- _SELECTED PASSAGE_:
Hi Juan,
I would suggest that this is more of a master data management question than an analyze question. Analyze will do anything that you can algorithmically formulate. So you just need to be clear what your business rule is for the task before you code it.
My opinion is that there is no perfect way to do this with the kind of sample you suggest, there will always be no way for example to know if Mike Langdon, is in fact not Michael Landon. Or to be a little clearer, maybe Michael Langdon is a typo of Michaela Langdon. Or Mike Langdon of 234 University Land may have moved to 233 University Lane to move in with his friends, but it might be just a completely unrelated person with a similar name. That said, you might be able to improve your efforts with more data, e.g. Date of Birth or social security number.
If you accept that and want to do it just like you said above anyway, I would add some score columns with a transform for the length of the fields. Decide what columns you consider the minimum primary key and aggregate that into a list then join that data back to the main data set. In the groups that arise from that, you need to select max (score). I think you can avoid the iteration with that approach and just operate with sets.
As an example, here is a one key Oracle sql deduplication based on the above, this has a tie for the result in this case, and more criteria are needed. You can of course do it iteratively if you want, it would just be harder.
with originaldata as (
select 1 as ID, 'Origin1' as SourceSystem, 'Daniel Brown' as TheName, 90210 Thepostcode, 'California' as Thestate, 'Beverly Hills' as Add2, '123 Davinci St' as Add1, 'dan@brown.com' as email from dual union all
select 2, 'Origin5', 'Daniel Brown', 90210, 'California', 'Beverly Hills', '123 Davinci St', 'dan@brown.com' from dual union all
select 3, 'Origin2', 'Daniel Ernest Brown', 90210, 'California', 'Beverly Hills', '123 Davinci St', 'danny1234@brown.com' from dual union all
select 4, 'Origin3', 'Dan Brown', 90210, 'California', 'Beverly Hills', '123 Davinci St', 'danmeister@brown.com' from dual union all
select 5, 'Origin1', 'Michael Langdon', 12345, 'California', 'Beverly Hills', '234 University Lane', 'mlangdon@brown.com' from dual union all
select 6, 'Origin3', 'Mike Langdon', 12345, 'California', 'Beverly Hills', NULL, NULL from dual union all
select 7, 'Origin4', 'Michael Langdon', 12345, 'California', 'Beverly Hills', '234 University Lane', 'mlangdon@brown.com' from dual union all
select 8, 'Origin3', 'Mike Langdon', 12345, 'California', 'Beverly Hills', NULL, NULL from dual
),
scored as
(select originaldata.*, length(originaldata.thename)+1000 thescore from originaldata
),
thekey as
(select thepostcode,thestate,add2,add1, rank() over (order by thepostcode,thestate,add2,add1) as keyid from originaldata group by thepostcode,thestate,add2,add1 order by 1,2,3,4),
rejoined as (
select * from thekey join scored
on thekey.thepostcode = scored.thepostcode
and thekey.thestate=scored.thestate
and thekey.add1=scored.add1
and thekey.add2=scored.add2
),
maxscores as (
select keyid, max(thescore) themax from rejoined
group by keyid
)

- _STORED DATA_:
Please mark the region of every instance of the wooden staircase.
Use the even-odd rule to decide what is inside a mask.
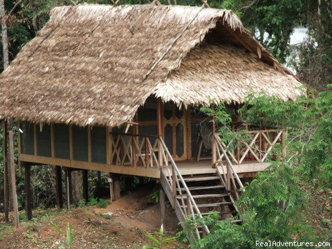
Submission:
[[[178,167],[163,140],[160,139],[163,147],[160,156],[165,163],[160,172],[161,185],[179,221],[185,221],[187,216],[191,218],[194,231],[189,240],[192,242],[210,233],[206,224],[197,220],[203,220],[212,211],[218,213],[221,221],[230,218],[241,223],[234,201],[243,185],[230,160],[228,159],[227,163],[220,160],[207,171],[196,171],[187,175]],[[227,155],[225,157],[228,158]]]

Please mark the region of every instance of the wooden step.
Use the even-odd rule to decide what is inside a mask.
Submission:
[[[185,182],[194,182],[194,181],[220,180],[220,177],[219,176],[202,176],[202,177],[185,178],[183,179],[185,180]]]
[[[201,187],[188,187],[190,191],[194,190],[211,190],[211,189],[218,189],[218,188],[225,188],[225,185],[215,185],[215,186],[201,186]],[[181,191],[185,190],[184,187],[180,189]],[[178,191],[178,188],[176,189],[176,191]]]
[[[197,204],[197,208],[214,208],[214,207],[219,207],[221,205],[233,205],[233,203],[231,202],[225,202],[225,203],[204,203],[204,204]],[[187,208],[187,205],[181,205],[181,208]]]
[[[197,194],[193,195],[192,198],[194,199],[199,199],[199,198],[216,198],[216,197],[224,197],[224,196],[229,196],[229,194]],[[181,199],[181,195],[176,196],[177,199]],[[187,195],[184,194],[183,196],[183,199],[187,199]]]
[[[226,212],[214,211],[214,212],[216,212],[216,213],[217,213],[220,215],[237,214],[237,211],[226,211]],[[211,214],[211,212],[204,212],[204,213],[201,213],[201,214],[202,214],[202,216],[205,216],[205,215]]]

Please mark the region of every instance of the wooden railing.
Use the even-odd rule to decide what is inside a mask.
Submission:
[[[234,165],[239,165],[248,160],[263,163],[273,147],[283,142],[284,136],[284,130],[248,131],[244,136],[246,139],[237,139],[226,145],[221,141],[219,134],[215,133],[214,138],[219,144],[217,154],[220,154],[217,160],[225,160],[227,155]]]
[[[163,138],[160,137],[158,140],[160,151],[163,153],[163,162],[165,163],[164,165],[168,173],[167,175],[162,176],[166,178],[165,181],[162,181],[162,184],[167,184],[168,187],[164,185],[163,187],[164,189],[171,190],[170,192],[172,195],[171,203],[175,208],[176,215],[182,217],[181,220],[184,221],[186,216],[192,217],[196,236],[193,234],[191,240],[199,239],[205,234],[210,233],[209,228],[203,222],[202,214]],[[196,221],[197,219],[201,220],[199,224]],[[201,229],[201,231],[199,228]]]
[[[232,201],[234,202],[234,200],[239,199],[239,192],[244,191],[243,185],[218,133],[214,134],[214,139],[216,144],[216,154],[218,156],[215,165],[218,169],[216,172],[221,182],[226,187],[227,192],[230,194],[230,198],[232,199]],[[221,167],[219,167],[218,166]],[[225,166],[225,169],[224,166]],[[219,169],[221,169],[221,171]]]

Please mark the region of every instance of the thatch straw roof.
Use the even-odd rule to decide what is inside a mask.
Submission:
[[[206,104],[241,102],[249,89],[284,100],[300,93],[294,86],[301,84],[232,12],[154,7],[133,35],[129,27],[149,8],[53,9],[0,77],[0,118],[116,126],[130,120],[151,94]]]

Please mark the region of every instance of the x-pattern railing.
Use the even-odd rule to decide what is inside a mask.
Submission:
[[[225,153],[221,153],[219,159],[225,160],[225,155],[227,154],[235,165],[241,165],[243,160],[248,158],[263,163],[273,147],[278,142],[282,142],[284,132],[284,130],[277,129],[248,131],[248,136],[250,138],[248,141],[246,139],[237,139],[236,141],[230,141],[227,145],[219,138],[219,140]],[[216,135],[219,136],[218,133]]]
[[[110,133],[111,162],[116,165],[160,167],[159,139],[154,136]]]

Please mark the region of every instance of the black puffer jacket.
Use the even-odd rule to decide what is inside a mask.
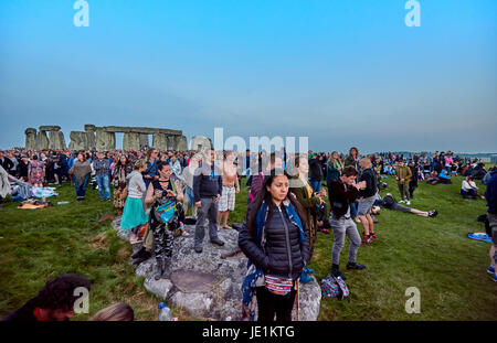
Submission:
[[[258,208],[248,207],[247,216],[250,211],[258,211]],[[278,208],[274,203],[271,203],[264,228],[266,237],[264,251],[248,232],[246,217],[239,234],[239,246],[242,251],[256,267],[262,268],[264,274],[285,278],[292,277],[296,280],[309,259],[309,231],[307,226],[304,226],[306,237],[300,243],[299,229],[289,222],[285,206],[282,204]],[[283,219],[287,224],[288,235],[286,235]],[[305,222],[303,224],[305,225]]]

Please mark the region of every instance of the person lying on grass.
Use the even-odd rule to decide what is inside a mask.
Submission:
[[[399,204],[395,199],[392,196],[392,194],[388,193],[384,197],[381,197],[380,194],[378,194],[377,200],[374,201],[373,207],[371,210],[371,213],[374,215],[380,214],[380,208],[384,207],[384,208],[389,208],[389,210],[394,210],[394,211],[401,211],[401,212],[405,212],[405,213],[412,213],[422,217],[435,217],[438,212],[436,210],[432,210],[429,212],[425,211],[420,211],[416,208],[411,208],[408,206],[403,206],[401,204]]]
[[[7,315],[3,321],[68,321],[75,302],[82,299],[78,289],[89,292],[89,281],[75,274],[63,274],[49,280],[36,297]]]

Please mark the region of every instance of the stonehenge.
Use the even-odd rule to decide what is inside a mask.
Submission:
[[[28,128],[24,131],[25,135],[25,149],[33,150],[36,149],[36,129]]]
[[[194,136],[191,139],[191,147],[190,150],[195,150],[195,151],[202,151],[204,149],[208,148],[212,148],[212,141],[210,138],[203,137],[203,136]]]
[[[97,127],[87,124],[84,131],[71,131],[68,149],[71,150],[97,150],[110,151],[116,149],[116,133],[123,132],[123,150],[140,150],[149,147],[148,136],[152,135],[152,147],[159,150],[188,149],[187,137],[181,130],[146,128],[146,127],[121,127],[105,126]],[[40,126],[27,128],[25,148],[36,150],[62,150],[66,149],[64,133],[60,126]]]

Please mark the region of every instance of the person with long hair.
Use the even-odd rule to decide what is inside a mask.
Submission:
[[[117,208],[119,215],[123,215],[123,208],[126,201],[126,176],[133,171],[133,165],[126,154],[121,154],[114,168],[114,207]]]
[[[74,176],[77,201],[85,200],[86,186],[88,185],[89,174],[92,173],[92,167],[86,157],[86,153],[80,151],[73,168],[70,170],[70,173]]]
[[[31,157],[31,162],[28,165],[28,175],[30,183],[35,187],[42,187],[45,180],[45,164],[38,159],[36,154]]]
[[[290,321],[296,287],[309,260],[309,229],[304,208],[288,192],[289,176],[271,170],[248,205],[239,246],[248,258],[242,283],[243,319]]]
[[[298,203],[304,207],[307,217],[307,227],[309,227],[309,260],[313,258],[314,246],[316,244],[317,221],[313,215],[313,211],[317,205],[325,203],[322,200],[326,196],[326,190],[321,189],[319,193],[315,193],[307,175],[309,173],[309,163],[307,158],[300,154],[295,156],[296,175],[290,180],[289,191],[295,194]],[[303,274],[302,280],[310,281],[306,274]]]
[[[134,321],[135,311],[133,308],[124,302],[118,302],[109,306],[108,308],[102,309],[92,317],[92,321],[106,321],[106,322],[121,322],[121,321]]]
[[[145,205],[142,202],[147,189],[145,186],[144,178],[141,176],[141,173],[146,169],[147,161],[138,160],[135,162],[133,172],[126,176],[128,184],[128,196],[123,211],[120,229],[136,229],[137,226],[140,227],[148,222],[148,216],[145,214]],[[131,244],[138,242],[138,236],[134,233],[134,231],[131,231],[129,242]]]
[[[331,152],[328,161],[328,173],[326,174],[326,184],[328,185],[331,180],[337,180],[341,175],[343,170],[343,162],[340,160],[337,151]]]

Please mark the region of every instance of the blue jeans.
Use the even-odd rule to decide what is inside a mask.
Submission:
[[[357,217],[357,203],[356,203],[356,202],[353,202],[353,203],[350,204],[350,214],[351,214],[353,217]]]
[[[104,195],[107,196],[107,199],[110,199],[110,187],[108,185],[108,175],[95,176],[96,182],[98,183],[98,193],[101,195],[101,199],[104,199]],[[104,193],[105,191],[105,193]]]
[[[85,180],[83,181],[83,184],[80,184],[77,182],[76,176],[74,176],[74,185],[76,187],[76,196],[77,197],[85,197],[86,186],[88,185],[88,179],[89,179],[89,174],[87,174],[85,176]]]
[[[313,187],[314,193],[319,193],[319,190],[321,189],[322,181],[310,181],[310,186]]]
[[[461,189],[461,195],[463,195],[464,199],[466,199],[466,196],[470,195],[473,199],[476,199],[476,191],[475,190],[469,190],[469,191],[464,191],[463,189]]]

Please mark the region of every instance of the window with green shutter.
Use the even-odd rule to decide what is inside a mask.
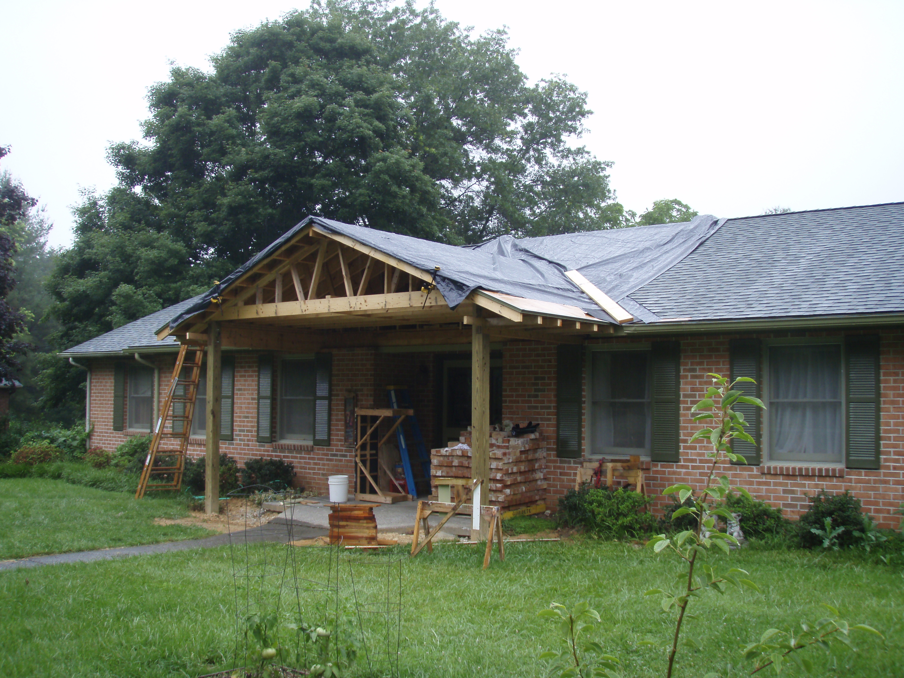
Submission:
[[[273,442],[273,356],[258,357],[258,442]]]
[[[315,353],[314,444],[330,445],[330,400],[332,395],[333,353]]]
[[[126,411],[126,365],[113,365],[113,430],[121,431],[125,427]]]
[[[650,360],[653,375],[650,458],[653,461],[679,461],[681,342],[654,343]]]
[[[848,336],[846,359],[848,468],[880,466],[879,337]]]
[[[556,457],[580,457],[582,347],[560,344],[556,388]]]
[[[760,375],[760,363],[762,363],[762,347],[758,339],[732,339],[729,345],[729,356],[731,362],[731,380],[738,377],[749,377],[756,380],[757,383],[741,381],[735,389],[743,391],[744,395],[751,398],[762,398],[760,389],[762,376]],[[731,444],[731,451],[741,455],[744,463],[757,466],[760,463],[760,430],[761,417],[759,408],[756,405],[747,403],[738,403],[733,408],[736,411],[744,415],[747,421],[747,428],[744,429],[750,438],[756,440],[756,445],[751,445],[746,440],[736,439]]]

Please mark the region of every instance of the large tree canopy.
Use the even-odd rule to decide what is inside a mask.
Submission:
[[[570,143],[586,96],[529,84],[506,42],[350,1],[239,32],[151,89],[146,143],[110,149],[129,217],[231,264],[307,213],[452,243],[618,223],[608,164]]]

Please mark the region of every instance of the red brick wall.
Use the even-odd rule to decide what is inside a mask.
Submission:
[[[841,333],[796,333],[797,336],[838,335]],[[883,526],[897,526],[893,515],[904,503],[904,331],[881,333],[881,469],[863,471],[840,469],[832,473],[843,476],[815,475],[812,468],[773,466],[725,466],[733,483],[747,487],[757,497],[781,506],[790,516],[798,515],[806,507],[805,493],[813,494],[820,489],[836,493],[850,490],[859,497]],[[787,336],[780,333],[760,334],[762,338]],[[682,342],[682,439],[686,441],[695,430],[690,408],[699,400],[710,372],[728,373],[729,341],[733,335],[687,335]],[[628,343],[652,341],[649,338],[613,337],[597,343]],[[160,392],[165,393],[172,372],[173,358],[155,359],[161,365]],[[113,449],[126,439],[127,432],[112,430],[113,362],[93,361],[91,378],[91,420],[94,433],[91,445]],[[559,459],[556,451],[556,347],[510,342],[503,351],[503,416],[518,423],[528,420],[540,423],[540,431],[547,440],[546,465],[547,503],[554,504],[557,497],[574,486],[575,470],[580,459]],[[586,370],[585,370],[586,375]],[[358,394],[359,407],[385,407],[384,387],[401,382],[411,389],[411,396],[424,437],[429,447],[432,440],[434,386],[432,353],[377,353],[372,349],[344,349],[334,353],[332,441],[330,447],[261,444],[256,441],[257,428],[257,356],[236,354],[235,440],[221,443],[221,449],[240,463],[254,457],[282,457],[296,466],[297,482],[320,493],[326,492],[326,476],[343,473],[353,476],[353,456],[344,447],[344,399],[347,392]],[[585,377],[585,402],[586,402]],[[584,417],[583,440],[586,443],[587,420]],[[203,441],[197,440],[192,454],[203,453]],[[706,469],[706,448],[702,445],[682,445],[682,461],[677,464],[653,463],[647,474],[647,494],[658,494],[667,485],[676,482],[697,483]],[[586,455],[586,448],[585,448]],[[658,500],[661,505],[663,498]]]

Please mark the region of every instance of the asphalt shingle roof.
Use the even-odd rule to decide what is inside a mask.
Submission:
[[[904,311],[904,202],[730,219],[630,297],[660,318]]]
[[[118,353],[127,348],[160,350],[161,348],[172,347],[175,351],[179,348],[179,342],[172,336],[166,337],[163,341],[157,341],[157,330],[165,325],[171,317],[182,313],[201,297],[202,295],[199,295],[191,299],[180,301],[178,304],[152,313],[150,315],[124,325],[122,327],[117,327],[106,334],[89,339],[78,346],[72,346],[72,348],[63,351],[61,355],[69,355],[74,358],[79,355]]]
[[[713,217],[710,219],[714,222]],[[414,240],[326,220],[317,221],[335,225],[337,230],[341,226],[343,231],[354,231],[354,236],[378,249],[385,248],[390,254],[400,241],[410,246],[410,241]],[[306,221],[287,232],[243,268],[266,258],[268,251]],[[458,253],[469,264],[476,263],[471,259],[480,259],[477,263],[493,269],[500,279],[506,279],[506,273],[513,273],[516,279],[513,282],[526,284],[528,287],[534,284],[534,276],[526,275],[522,268],[531,267],[541,282],[544,278],[556,282],[552,287],[538,284],[538,294],[564,295],[567,298],[557,300],[585,306],[588,299],[582,292],[577,287],[566,289],[567,283],[560,286],[557,279],[564,278],[561,271],[568,268],[581,268],[638,322],[904,313],[904,202],[730,219],[711,234],[707,233],[708,237],[704,235],[704,240],[685,255],[681,243],[673,238],[683,236],[683,230],[693,228],[693,223],[521,240],[504,237],[468,249],[424,240],[415,242],[430,256],[443,255],[443,263],[448,268],[454,268],[455,255]],[[625,248],[625,243],[632,238],[647,239],[646,250],[668,251],[660,256],[636,245]],[[692,244],[692,240],[685,240],[684,250],[689,241]],[[682,257],[673,263],[673,250]],[[575,259],[586,257],[589,251],[596,252],[593,261]],[[629,285],[630,280],[622,279],[625,276],[620,274],[620,267],[630,267],[634,259],[645,257],[650,262],[645,265],[646,269],[655,277],[640,287]],[[409,252],[400,258],[412,259],[413,255]],[[625,260],[619,263],[622,259]],[[598,262],[600,270],[594,269],[594,261]],[[657,261],[664,261],[668,268],[659,272],[662,266],[657,269]],[[541,267],[552,272],[543,271],[540,275]],[[423,268],[431,267],[424,264]],[[238,277],[240,270],[232,277]],[[478,283],[478,287],[483,286]],[[61,354],[111,354],[126,349],[165,347],[174,350],[178,343],[173,337],[158,342],[156,331],[203,297],[204,295],[199,295],[186,299]],[[206,307],[206,304],[199,306]],[[600,315],[607,317],[601,312]]]

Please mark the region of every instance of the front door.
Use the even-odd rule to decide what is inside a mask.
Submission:
[[[457,445],[461,431],[471,425],[471,361],[443,361],[441,445]],[[503,362],[490,361],[490,425],[503,419]]]

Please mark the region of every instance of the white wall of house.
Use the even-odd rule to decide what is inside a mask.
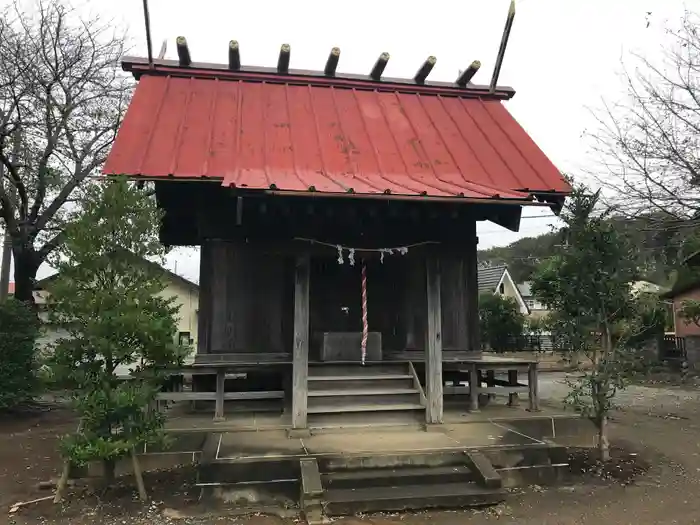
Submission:
[[[197,347],[199,288],[193,283],[188,283],[171,275],[168,275],[166,279],[167,287],[159,295],[165,298],[174,298],[175,304],[180,307],[177,322],[178,333],[176,337],[178,341],[183,343],[189,342],[191,344],[193,352],[187,359],[187,362],[191,363],[194,360],[194,349]],[[48,295],[49,293],[44,290],[34,292],[34,300],[39,308],[42,309],[39,318],[45,323],[41,335],[37,340],[37,346],[40,350],[46,349],[58,339],[68,336],[65,330],[46,324],[48,321],[48,312],[46,311]],[[129,365],[120,366],[117,369],[117,374],[128,375]]]
[[[520,313],[523,315],[528,315],[530,313],[508,270],[503,272],[503,277],[501,277],[501,281],[498,283],[498,286],[496,286],[495,293],[513,299],[518,304]]]

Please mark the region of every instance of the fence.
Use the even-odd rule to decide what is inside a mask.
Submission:
[[[482,346],[484,344],[482,343]],[[483,348],[484,350],[486,348]],[[552,337],[548,334],[510,337],[491,348],[492,352],[548,352],[553,349]]]
[[[661,348],[659,348],[659,358],[661,361],[686,361],[688,354],[685,347],[685,338],[665,335]]]

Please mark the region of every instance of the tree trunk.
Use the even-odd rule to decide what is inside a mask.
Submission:
[[[33,248],[13,247],[15,259],[15,299],[34,307],[34,282],[39,264]]]
[[[136,451],[133,448],[131,449],[131,465],[134,468],[134,478],[136,478],[136,486],[139,489],[139,499],[141,501],[147,501],[148,493],[146,492],[146,485],[143,482],[141,465],[139,464],[139,458],[136,455]]]
[[[61,477],[56,484],[56,494],[54,494],[53,502],[60,503],[63,501],[63,494],[66,491],[66,485],[68,485],[68,476],[70,475],[70,460],[63,460],[63,471],[61,472]]]
[[[110,486],[114,483],[114,470],[116,462],[114,459],[104,459],[102,460],[102,476],[106,486]]]
[[[601,461],[610,460],[610,443],[608,442],[608,416],[598,419],[598,451]]]

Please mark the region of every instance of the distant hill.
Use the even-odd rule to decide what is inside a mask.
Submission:
[[[639,278],[671,285],[673,270],[680,260],[700,248],[700,228],[651,228],[644,220],[613,218],[611,222],[637,247]],[[479,264],[508,265],[515,282],[529,280],[537,266],[556,254],[562,243],[561,232],[526,237],[501,248],[479,251]]]

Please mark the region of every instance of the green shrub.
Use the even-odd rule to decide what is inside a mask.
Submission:
[[[0,410],[29,401],[37,393],[34,346],[36,314],[24,303],[0,301]]]

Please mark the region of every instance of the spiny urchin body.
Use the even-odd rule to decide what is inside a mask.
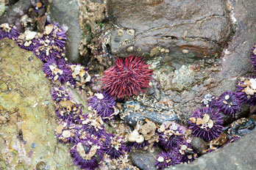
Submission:
[[[181,158],[179,151],[177,149],[166,152],[163,151],[157,156],[157,161],[154,166],[157,169],[163,169],[171,166],[180,164]]]
[[[189,119],[188,128],[192,130],[192,135],[206,141],[218,138],[222,132],[222,116],[212,108],[198,109]]]
[[[241,108],[241,103],[236,94],[232,92],[224,92],[216,101],[216,106],[226,115],[235,117],[235,114]]]
[[[256,78],[242,77],[236,86],[235,93],[244,104],[256,104]]]
[[[51,90],[51,96],[53,100],[55,102],[70,100],[68,92],[62,86],[54,87]]]
[[[158,129],[159,144],[166,150],[177,148],[182,142],[183,132],[178,125],[162,125]]]
[[[124,154],[125,144],[123,138],[113,134],[107,134],[102,149],[111,159],[116,159]]]
[[[43,64],[43,71],[49,79],[54,81],[59,81],[61,84],[67,82],[71,76],[71,72],[66,68],[66,66],[57,64],[53,59],[49,59],[47,62]]]
[[[111,119],[115,115],[115,99],[103,92],[94,94],[88,100],[88,106],[96,111],[102,119]]]
[[[75,144],[79,141],[79,128],[75,124],[61,121],[56,128],[55,134],[61,143]]]
[[[73,162],[82,169],[94,170],[102,159],[99,141],[87,138],[78,141],[70,150]]]
[[[145,92],[149,88],[152,70],[141,57],[132,56],[125,59],[116,59],[115,65],[104,72],[102,79],[103,89],[112,96],[124,99],[137,95],[138,92]]]
[[[9,38],[15,40],[20,35],[16,26],[9,25],[8,23],[2,23],[0,25],[0,40],[3,38]]]

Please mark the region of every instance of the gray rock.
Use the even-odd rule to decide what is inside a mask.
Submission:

- _REQUIREMENTS_:
A – What extra data does the reply on deduplicating customer records say could improve the matching?
B – Please continue the reply on deduplicating customer records from the point where it stops.

- _ANSWERS FOR THE TASKS_:
A – Date of birth or social security number.

B –
select maxscores.*,rejoined.* from maxscores
inner join rejoined
on maxscores.keyid = rejoined.keyid
and maxscores.themax = rejoined.thescore
------------------------------
Peter Sykes
Vontobel Holding AG
ZUERICH
------------------------------
Original Message:
Sent: 01-10-2023 10:01
From: Juan Vidal
Subject: Iteration
Hello everyone, I need some help on how to solve a specific use case.
We have an approx 90k record set loaded with customer data. Each row consists of at least these columns:
RowID, DataSource, CustomerName, Zip, State, City, Address, Email, Phone, Fax, Mail, ....... (plus lots of other columns)
We have cases where the Name contains other initials, as in:
RowID, DataSource, CustomerName, Zip, State, City, Address, Email, Phone, Fax, Mail, ....... (plus lots of other columns)
1, Origin1, Daniel Brown, 90210, California, Beverly Hills, 123 Davinci St, dan@brown.com ...
2, Origin5, Daniel Brown, 90210, California, Beverly Hills, 123 Davinci St, dan@brown.com ...
3, Origin2, Daniel Ernest Brown, 90210, California, Beverly Hills, 123 Davinci St, danny1234@brown.com ...
4, Origin3, Dan Brown, 90210, California, Beverly Hills, 123 Davinci St, danmeister@brown.com ...
5, Origin1, Michael Langdon, 12345, California, Beverly Hills, 234 University Lane, mlangdon@brown.com ...
6, Origin3, Mike Langdon, 12345, California, Beverly Hills, NULL, NULL...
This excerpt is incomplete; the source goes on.